* _AIM OF THE TASK_: From the line that includes "box: [42, 252, 53, 292]" down to the final line of the data below, copy every line exactly and leave the rest out.

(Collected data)
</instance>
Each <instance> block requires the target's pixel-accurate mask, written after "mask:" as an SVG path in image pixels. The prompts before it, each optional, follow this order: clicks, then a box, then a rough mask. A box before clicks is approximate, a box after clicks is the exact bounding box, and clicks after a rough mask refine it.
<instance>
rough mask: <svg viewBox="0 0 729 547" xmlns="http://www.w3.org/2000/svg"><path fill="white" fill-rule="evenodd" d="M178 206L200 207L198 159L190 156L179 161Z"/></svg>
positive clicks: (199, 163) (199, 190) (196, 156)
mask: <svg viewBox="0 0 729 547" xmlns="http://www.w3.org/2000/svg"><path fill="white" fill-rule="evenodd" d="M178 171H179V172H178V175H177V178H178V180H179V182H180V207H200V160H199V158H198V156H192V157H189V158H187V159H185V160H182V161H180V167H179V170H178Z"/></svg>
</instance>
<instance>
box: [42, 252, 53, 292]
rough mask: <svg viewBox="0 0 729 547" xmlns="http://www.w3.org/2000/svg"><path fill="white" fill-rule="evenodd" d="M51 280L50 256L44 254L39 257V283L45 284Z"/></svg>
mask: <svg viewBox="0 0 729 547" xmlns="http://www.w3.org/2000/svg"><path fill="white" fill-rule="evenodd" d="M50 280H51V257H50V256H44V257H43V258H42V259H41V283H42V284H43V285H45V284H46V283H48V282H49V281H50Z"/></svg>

* _FINISHED TASK_:
box: [42, 252, 53, 292]
rough mask: <svg viewBox="0 0 729 547" xmlns="http://www.w3.org/2000/svg"><path fill="white" fill-rule="evenodd" d="M51 280L50 256L44 254L39 257V283L45 284Z"/></svg>
mask: <svg viewBox="0 0 729 547" xmlns="http://www.w3.org/2000/svg"><path fill="white" fill-rule="evenodd" d="M50 280H51V257H50V256H44V257H43V258H42V259H41V283H42V284H43V285H45V284H46V283H48V282H49V281H50Z"/></svg>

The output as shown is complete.